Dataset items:
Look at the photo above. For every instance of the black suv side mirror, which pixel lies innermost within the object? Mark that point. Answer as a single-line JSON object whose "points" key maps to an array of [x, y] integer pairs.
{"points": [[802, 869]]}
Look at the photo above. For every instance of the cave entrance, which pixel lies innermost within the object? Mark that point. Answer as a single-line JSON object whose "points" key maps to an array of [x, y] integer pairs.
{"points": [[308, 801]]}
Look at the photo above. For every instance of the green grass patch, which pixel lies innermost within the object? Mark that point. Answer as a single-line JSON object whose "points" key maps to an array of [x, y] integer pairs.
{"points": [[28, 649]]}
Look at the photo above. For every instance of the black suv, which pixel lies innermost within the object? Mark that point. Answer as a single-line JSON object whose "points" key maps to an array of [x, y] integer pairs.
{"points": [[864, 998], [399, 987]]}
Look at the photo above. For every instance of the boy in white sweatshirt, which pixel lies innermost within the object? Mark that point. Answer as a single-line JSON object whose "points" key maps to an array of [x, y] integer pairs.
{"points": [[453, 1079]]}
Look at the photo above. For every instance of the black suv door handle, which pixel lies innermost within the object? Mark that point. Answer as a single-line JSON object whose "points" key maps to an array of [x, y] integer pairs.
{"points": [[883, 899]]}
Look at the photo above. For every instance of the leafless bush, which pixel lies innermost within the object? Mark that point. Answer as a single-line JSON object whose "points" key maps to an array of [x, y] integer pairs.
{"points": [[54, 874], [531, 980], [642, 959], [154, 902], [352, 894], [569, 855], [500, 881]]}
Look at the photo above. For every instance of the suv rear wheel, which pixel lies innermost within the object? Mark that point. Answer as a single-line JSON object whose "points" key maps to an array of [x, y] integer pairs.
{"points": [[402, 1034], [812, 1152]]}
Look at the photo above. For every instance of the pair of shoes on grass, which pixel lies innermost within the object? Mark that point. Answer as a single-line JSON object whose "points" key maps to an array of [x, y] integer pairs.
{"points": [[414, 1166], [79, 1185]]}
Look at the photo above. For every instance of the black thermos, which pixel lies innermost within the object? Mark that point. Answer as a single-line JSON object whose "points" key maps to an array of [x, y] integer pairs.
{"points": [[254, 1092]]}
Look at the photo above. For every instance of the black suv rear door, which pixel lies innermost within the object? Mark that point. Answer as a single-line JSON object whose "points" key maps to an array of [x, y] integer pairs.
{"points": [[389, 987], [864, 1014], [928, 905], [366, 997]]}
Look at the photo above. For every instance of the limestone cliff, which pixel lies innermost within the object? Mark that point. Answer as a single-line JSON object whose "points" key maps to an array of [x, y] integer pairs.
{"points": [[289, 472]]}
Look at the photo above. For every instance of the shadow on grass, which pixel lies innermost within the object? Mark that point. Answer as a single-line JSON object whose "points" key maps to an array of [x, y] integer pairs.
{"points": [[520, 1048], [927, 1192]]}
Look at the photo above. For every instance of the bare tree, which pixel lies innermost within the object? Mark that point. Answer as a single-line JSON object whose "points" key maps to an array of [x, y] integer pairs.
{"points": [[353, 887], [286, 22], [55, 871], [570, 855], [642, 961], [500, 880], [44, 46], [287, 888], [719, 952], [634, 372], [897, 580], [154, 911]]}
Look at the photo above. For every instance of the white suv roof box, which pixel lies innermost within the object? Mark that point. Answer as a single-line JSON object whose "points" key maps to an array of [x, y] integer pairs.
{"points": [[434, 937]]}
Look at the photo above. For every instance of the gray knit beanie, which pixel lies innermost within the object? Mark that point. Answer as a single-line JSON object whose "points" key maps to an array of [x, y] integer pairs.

**YOUR ASSIGNMENT**. For this exercise, give every entry again exactly as it appears.

**OUTPUT FOR THIS TASK**.
Look at the photo above. For every instance of the black suv side mirror, which pixel lies innermost within the object? Mark that point. Answer as a single-line JSON object whose "points" key maps to an array of [x, y] integer pairs.
{"points": [[802, 869]]}
Look at the photo above. For every instance of the cave entrance, which pixel lies innermost within the object? Mark that point. Answer as a single-line JSON object whose "points" key maps to an array of [x, y] integer pairs.
{"points": [[308, 801]]}
Look at the photo above. For every instance of the green grass patch, which pixel lies innermost within the object? Mark that point. Answer as a single-line JSON object whose "points" key maps to an array of [x, y] integer pairs.
{"points": [[28, 649]]}
Look at the photo above. For every instance of the black suv, which pixel lies innermost within the object? Mark that point. Answer as a single-line JSON object whose "points" key maps to an array of [x, y] integer pairs.
{"points": [[864, 998], [399, 987]]}
Look at the photo above. For every instance of the boy in white sweatshirt, which pixel lies innermost within the object? Mark that point. Answer as a single-line JSON object whose "points" key maps to an array of [x, y] integer pairs.
{"points": [[453, 1079]]}
Look at the photo above. For every instance of the black suv door handle, which pixel lies innermost within the object? Mark that point. Answer as a single-line JSON object whose "points" key maps to an array of [x, y] integer pairs.
{"points": [[883, 899]]}
Look at the photo above. For every instance of the leafless bush, which pixel lies innermost within the object? Mark that point. Answer as a single-line JSON object whose "points" key maps to an array of [x, y] integer pairs.
{"points": [[54, 874], [531, 980], [642, 959], [154, 902], [352, 894], [569, 855], [500, 881]]}
Look at the photo above. For every instance of the suv rear wheel, which pixel lies innermost within the object? Mark that point. Answer as a single-line JSON object whose "points" key maps to an array of [x, y] integer pairs.
{"points": [[402, 1034], [812, 1152]]}
Look at the photo above. For every instance of the pair of shoes on grass, which pixel lies innermost within the object? Mark that point. Answer as a single-line JSON object whose "points" key maps to an array of [x, y] integer pairs.
{"points": [[414, 1166], [79, 1185]]}
Look at the photo above. For every instance of the black thermos, which pixel lies innermost within the object? Mark that point. Answer as a single-line JSON object whose "points" key maps to an array of [x, y] integer pairs.
{"points": [[254, 1092]]}
Look at the photo above. For every instance of the black suv rear door, which pixel lies innermost within the object? Mark that point. Answer as a single-line JSON object whose "points" key maps to an array of [x, y] integer pairs.
{"points": [[389, 987], [864, 1014], [928, 905], [366, 997]]}
Look at the photo above. For every instance of the limestone cliff, which pixel lies innermost within the object? Mark that point. Answer as a single-line JSON object whose "points" key maps to an array of [x, y] integer pairs.
{"points": [[289, 472]]}
Look at the photo above. For every instance of the shadow on grass, which pixel lies innermost within the object? Mark that point. Answer as a single-line JSON object whose "points" key maps to an array of [x, y] integer pairs.
{"points": [[520, 1048], [927, 1192]]}
Look at the photo above. For every instance of the bare tree, which pixel lies innermost within the object? Mark that point. Answer as a single-line JSON object whose "points" key maps to an array of [x, y] integer pairs.
{"points": [[353, 887], [286, 22], [55, 871], [570, 855], [642, 961], [500, 880], [44, 46], [287, 888], [719, 952], [634, 372], [897, 580], [154, 911]]}
Look at the photo above. For every instance of the white suv roof box, which pixel lies innermost within the object? Mark that point. Answer as a single-line JSON object whose "points" key maps to an array of [x, y] integer pairs.
{"points": [[434, 937]]}
Look at the photo above. For every instance of the gray knit beanie, which pixel lies innermost within the object? Mark that point. Answer as a single-line JSON object whose "points" key maps to an array of [x, y] integer pairs.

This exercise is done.